Answer these questions using the passage on the Debt Collective:
(a) According to Brewington, what do workers have that debtors lack?
(b) How often were the virtual meetings that Cole started joining held?
(c) How long was the political education course Cole attended?

Passage provided:
= Beginning of Section =

While Debt Collective proudly protects students and graduates from a financial system they see as corrupt, the group is equally focused on shielding them from debt’s emotional toll.
“The very existence of a union of debtors breaks that stigma,” says Brewington. The Debt Collective utilizes many of the tactics of labor unions: building solidarity, organizing workers so they can collectively bargain with their bosses and, if need be, striking. But debtors face a unique challenge. “Workers have a factory floor. They see each other every day, whereas debtors go through this alone. We’re told not to talk about it, not to say how much we have.” The Debt Collective helps break this cycle, and this silence, with practices like having members share how much debt they have aloud in group meetings.
Cole found the experience of speaking openly about debt and repayment to be transformative. After making an account on the Debt Collective’s website, he started joining virtual weekly meetings. “Debt is such a taboo topic. It was so refreshing to be in a space where people talked openly about debt and how it affects your life,” Cole says. He quickly learned how so many different groups of people are affected, including both Ivy League graduates and community college students. “Just hearing people tell their stories, realizing how many people are in the same situation, was really galvanizing.”
Cole found community, and he also gained perspective. Soon after joining, he attended a month-long political education course about the history and politics of debt. “There is an inherent mental health benefit to working with other people and understanding how student debt operates broadly, because it's not just an issue of personal responsibility,” he says. “As long as we believe the lie that we are in debt because we personally have made a mistake or are not doing enough to earn our way out of debt, there will be a toll on our mental health. Because you're criticizing yourself for systemic outcomes beyond your control.”

= End of Section =

Image point grounding data
= Beginning of Section =

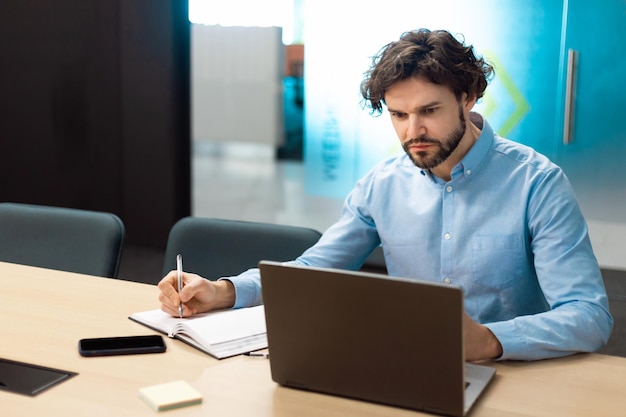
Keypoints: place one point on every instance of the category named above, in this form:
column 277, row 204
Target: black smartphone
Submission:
column 124, row 345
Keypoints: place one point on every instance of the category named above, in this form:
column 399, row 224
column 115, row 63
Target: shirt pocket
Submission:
column 498, row 260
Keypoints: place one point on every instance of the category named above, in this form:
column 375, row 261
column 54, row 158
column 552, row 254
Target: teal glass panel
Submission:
column 342, row 141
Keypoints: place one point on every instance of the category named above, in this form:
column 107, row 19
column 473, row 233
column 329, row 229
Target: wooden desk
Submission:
column 44, row 313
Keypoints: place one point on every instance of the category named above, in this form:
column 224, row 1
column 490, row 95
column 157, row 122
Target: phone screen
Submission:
column 124, row 345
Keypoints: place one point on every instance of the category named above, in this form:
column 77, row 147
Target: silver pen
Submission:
column 179, row 269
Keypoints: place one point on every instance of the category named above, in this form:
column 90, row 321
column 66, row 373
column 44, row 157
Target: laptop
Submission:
column 370, row 337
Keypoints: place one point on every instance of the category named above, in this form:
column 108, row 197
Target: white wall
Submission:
column 236, row 78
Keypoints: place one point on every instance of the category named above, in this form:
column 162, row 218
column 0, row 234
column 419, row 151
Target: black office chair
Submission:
column 215, row 248
column 74, row 240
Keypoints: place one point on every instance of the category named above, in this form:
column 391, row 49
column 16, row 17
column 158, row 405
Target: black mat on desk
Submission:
column 28, row 379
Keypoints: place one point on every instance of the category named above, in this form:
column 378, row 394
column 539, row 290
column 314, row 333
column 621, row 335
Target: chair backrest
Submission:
column 74, row 240
column 215, row 248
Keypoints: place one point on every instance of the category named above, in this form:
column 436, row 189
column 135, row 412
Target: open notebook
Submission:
column 369, row 337
column 221, row 333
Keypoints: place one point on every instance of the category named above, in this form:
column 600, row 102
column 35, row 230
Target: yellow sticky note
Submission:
column 170, row 395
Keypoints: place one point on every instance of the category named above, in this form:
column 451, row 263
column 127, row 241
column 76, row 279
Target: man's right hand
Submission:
column 198, row 295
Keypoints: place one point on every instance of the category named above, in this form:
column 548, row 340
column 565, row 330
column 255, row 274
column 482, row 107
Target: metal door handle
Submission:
column 570, row 95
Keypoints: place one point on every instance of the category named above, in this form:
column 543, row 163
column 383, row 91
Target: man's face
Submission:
column 429, row 121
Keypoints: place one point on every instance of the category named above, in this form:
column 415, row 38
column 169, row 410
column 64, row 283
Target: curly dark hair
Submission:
column 436, row 55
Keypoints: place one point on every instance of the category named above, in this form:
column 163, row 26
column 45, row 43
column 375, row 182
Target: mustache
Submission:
column 421, row 140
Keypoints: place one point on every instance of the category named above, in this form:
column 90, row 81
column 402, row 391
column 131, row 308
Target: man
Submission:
column 462, row 206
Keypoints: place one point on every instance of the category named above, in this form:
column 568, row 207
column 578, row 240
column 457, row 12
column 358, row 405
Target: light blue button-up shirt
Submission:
column 506, row 229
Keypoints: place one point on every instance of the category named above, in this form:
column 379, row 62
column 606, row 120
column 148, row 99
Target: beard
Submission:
column 425, row 160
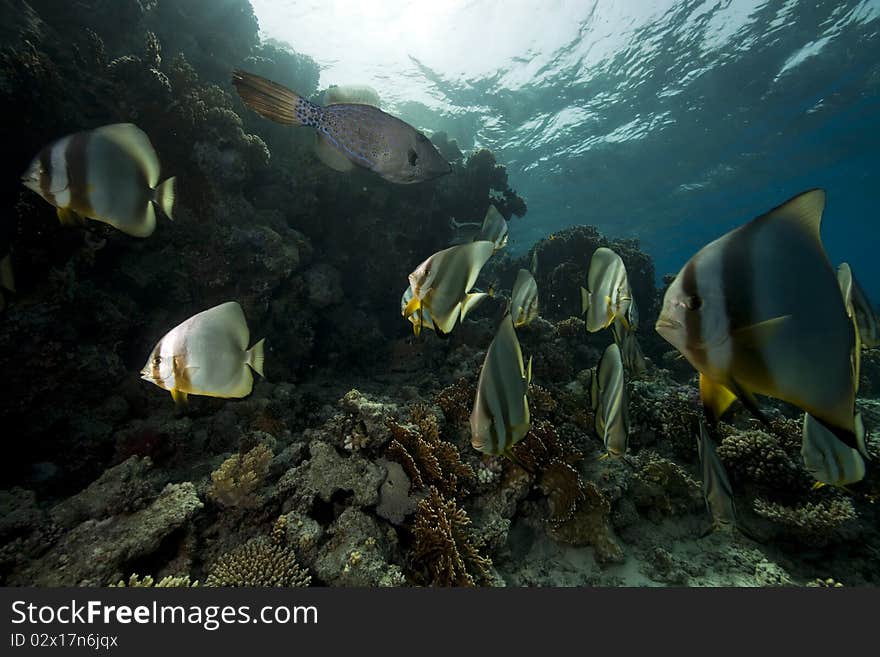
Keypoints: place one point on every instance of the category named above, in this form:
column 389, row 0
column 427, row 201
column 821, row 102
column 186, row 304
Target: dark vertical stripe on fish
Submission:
column 75, row 158
column 739, row 286
column 46, row 174
column 693, row 320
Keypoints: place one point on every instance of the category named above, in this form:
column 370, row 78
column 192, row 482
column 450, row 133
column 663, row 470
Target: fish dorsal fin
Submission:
column 804, row 212
column 135, row 142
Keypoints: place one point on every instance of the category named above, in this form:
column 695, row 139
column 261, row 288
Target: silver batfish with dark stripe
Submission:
column 717, row 491
column 759, row 310
column 110, row 174
column 364, row 134
column 610, row 402
column 524, row 299
column 500, row 417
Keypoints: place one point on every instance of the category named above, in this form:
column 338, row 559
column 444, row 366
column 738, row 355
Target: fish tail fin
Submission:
column 256, row 356
column 68, row 217
column 269, row 99
column 180, row 398
column 164, row 196
column 7, row 278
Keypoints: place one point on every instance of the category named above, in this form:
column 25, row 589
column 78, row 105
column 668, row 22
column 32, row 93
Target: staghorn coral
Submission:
column 235, row 482
column 259, row 562
column 814, row 523
column 457, row 401
column 426, row 458
column 756, row 456
column 444, row 552
column 169, row 581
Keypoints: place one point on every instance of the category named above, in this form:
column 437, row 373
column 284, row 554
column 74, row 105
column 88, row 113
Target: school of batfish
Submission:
column 758, row 311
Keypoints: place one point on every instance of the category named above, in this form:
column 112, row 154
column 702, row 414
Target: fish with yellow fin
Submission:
column 759, row 311
column 607, row 296
column 206, row 355
column 362, row 134
column 610, row 402
column 110, row 174
column 524, row 299
column 500, row 416
column 442, row 286
column 828, row 460
column 717, row 491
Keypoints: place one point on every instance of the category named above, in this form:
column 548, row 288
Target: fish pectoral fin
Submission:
column 68, row 217
column 715, row 397
column 759, row 334
column 179, row 397
column 412, row 306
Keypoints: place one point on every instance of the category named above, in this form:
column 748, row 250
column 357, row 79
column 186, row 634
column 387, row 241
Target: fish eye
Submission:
column 694, row 302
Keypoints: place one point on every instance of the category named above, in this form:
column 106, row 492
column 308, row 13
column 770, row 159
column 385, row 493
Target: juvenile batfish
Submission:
column 442, row 283
column 759, row 310
column 500, row 417
column 867, row 321
column 630, row 351
column 826, row 458
column 494, row 228
column 110, row 174
column 607, row 295
column 206, row 355
column 524, row 300
column 717, row 490
column 364, row 134
column 610, row 402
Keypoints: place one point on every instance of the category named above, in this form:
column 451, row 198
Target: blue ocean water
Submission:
column 670, row 120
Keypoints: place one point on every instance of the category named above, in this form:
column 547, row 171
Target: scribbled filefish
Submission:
column 524, row 299
column 610, row 402
column 500, row 417
column 867, row 321
column 442, row 285
column 759, row 310
column 206, row 355
column 364, row 134
column 717, row 490
column 826, row 458
column 607, row 296
column 110, row 174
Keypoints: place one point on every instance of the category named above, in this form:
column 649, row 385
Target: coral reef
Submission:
column 258, row 562
column 443, row 551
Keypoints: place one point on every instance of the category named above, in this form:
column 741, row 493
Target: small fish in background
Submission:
column 828, row 460
column 494, row 228
column 610, row 402
column 717, row 490
column 110, row 174
column 866, row 319
column 759, row 310
column 442, row 286
column 206, row 355
column 524, row 299
column 500, row 416
column 607, row 296
column 363, row 134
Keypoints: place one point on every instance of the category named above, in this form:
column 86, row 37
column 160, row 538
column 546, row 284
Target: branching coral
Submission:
column 444, row 552
column 258, row 562
column 169, row 581
column 235, row 482
column 814, row 523
column 426, row 458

= End of Section =

Answer to this problem:
(a) A factory floor.
(b) Weekly.
(c) A month.